→ **The problem**
Provide an exact transcription of all the records.
— START OF Listed entries —
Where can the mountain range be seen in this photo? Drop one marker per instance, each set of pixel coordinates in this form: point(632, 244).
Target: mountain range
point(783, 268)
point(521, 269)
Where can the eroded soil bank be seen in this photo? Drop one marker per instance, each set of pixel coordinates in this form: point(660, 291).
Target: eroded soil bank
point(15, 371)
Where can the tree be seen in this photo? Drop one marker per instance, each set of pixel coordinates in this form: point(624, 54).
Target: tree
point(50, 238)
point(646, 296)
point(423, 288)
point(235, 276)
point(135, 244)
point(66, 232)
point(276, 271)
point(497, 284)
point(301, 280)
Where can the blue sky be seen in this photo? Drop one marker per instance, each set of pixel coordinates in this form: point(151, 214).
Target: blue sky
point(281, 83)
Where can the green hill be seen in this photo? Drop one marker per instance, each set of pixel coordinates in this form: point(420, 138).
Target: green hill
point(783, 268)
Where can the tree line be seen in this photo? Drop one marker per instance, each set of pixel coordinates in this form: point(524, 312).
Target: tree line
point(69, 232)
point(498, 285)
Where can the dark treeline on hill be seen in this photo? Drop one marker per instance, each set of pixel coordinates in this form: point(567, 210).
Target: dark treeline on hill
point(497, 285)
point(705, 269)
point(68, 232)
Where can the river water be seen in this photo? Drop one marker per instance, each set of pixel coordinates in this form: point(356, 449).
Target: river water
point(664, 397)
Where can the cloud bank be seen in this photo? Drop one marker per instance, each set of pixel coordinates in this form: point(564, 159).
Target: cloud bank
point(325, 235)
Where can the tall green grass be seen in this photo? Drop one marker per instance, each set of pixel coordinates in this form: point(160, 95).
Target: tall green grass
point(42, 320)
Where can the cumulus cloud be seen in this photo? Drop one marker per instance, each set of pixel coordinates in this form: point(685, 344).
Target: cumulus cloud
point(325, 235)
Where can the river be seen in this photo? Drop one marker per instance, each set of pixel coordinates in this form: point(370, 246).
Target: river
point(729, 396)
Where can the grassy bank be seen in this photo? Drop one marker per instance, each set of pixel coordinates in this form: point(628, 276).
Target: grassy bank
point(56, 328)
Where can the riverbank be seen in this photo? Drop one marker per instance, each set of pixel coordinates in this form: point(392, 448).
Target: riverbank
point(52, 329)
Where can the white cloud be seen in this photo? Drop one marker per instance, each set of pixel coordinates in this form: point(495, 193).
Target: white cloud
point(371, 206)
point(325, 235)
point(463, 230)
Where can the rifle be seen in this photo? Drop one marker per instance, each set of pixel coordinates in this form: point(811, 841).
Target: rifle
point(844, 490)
— END OF Listed entries —
→ **Result of this exercise**
Where can the mountain range be seen in this photo? Drop one marker per instance, each set of pixel coordinates in this form: point(632, 244).
Target: mountain range
point(783, 268)
point(521, 269)
Where can the eroded soil bank be seen in this photo? Drop one marker per instance, each set of pixel coordinates in this form: point(660, 291).
Target: eroded soil bank
point(15, 371)
Where can the tree be seen in this photo? Drop one marker per instance, each set of pixel coordinates in this form: point(624, 54).
Target: tree
point(50, 238)
point(646, 296)
point(423, 288)
point(235, 276)
point(135, 244)
point(66, 232)
point(276, 271)
point(497, 284)
point(301, 280)
Where can the blue sky be seen in this photo? Drop one marker per instance, each set of pixel coordinates in this form: point(151, 214).
Target: blue sky
point(281, 83)
Where can the green hill be seen in this photo? Drop one marker per instance, each set of pixel coordinates in this form: point(420, 138).
Target: green hill
point(783, 268)
Where can the tree line be seen in this photo? Drop one marker per instance, each set of pixel coordinates in this form: point(524, 312).
Target: tree line
point(69, 232)
point(498, 285)
Where can the dark treeline on hill be seen in this photo? Drop one marker per instance, each set of pixel coordinates in this form: point(567, 210).
Target: dark treeline on hill
point(497, 285)
point(705, 269)
point(68, 232)
Where can the river water be seen in this photo? Drop one marker per instance, each set of pixel coordinates in this form: point(356, 449).
Target: river water
point(664, 397)
Where can the cloud bank be seen in this photo? Drop one marker per instance, each set of pixel coordinates in this form: point(564, 159).
Target: cloud bank
point(325, 235)
Where can the tall green grass be seen in this photo? Drop one marker per instance, each set of pixel coordinates in this form: point(160, 95).
Target: tall green grass
point(42, 320)
Where can the cumulus cloud be seen in this photo? Drop one marker per instance, each set of pixel coordinates in this form: point(685, 344).
Target: cumulus cloud
point(325, 235)
Where can the river be seen in this photo? Drop one marker per instance, each set of pixel coordinates in this form: point(370, 246).
Target: river
point(729, 396)
Where can the grassy bank be seen in this photo? Drop one marker per instance, each set of pixel coordinates in this form: point(628, 276).
Target: grassy bank
point(56, 328)
Where can the riverbank be seen in this photo? Drop one marker per instance, each set of pixel coordinates in this form: point(392, 448).
Target: riverbank
point(52, 329)
Where can the white cloud be seen in this photo? Drop one marker per instance, each set of pixel coordinates in this form: point(495, 193).
Target: white cloud
point(371, 206)
point(325, 235)
point(463, 230)
Where can the rifle be seen in this photo? Drop one marker per instance, each set of pixel coordinates in this form: point(811, 841).
Target: rifle
point(844, 490)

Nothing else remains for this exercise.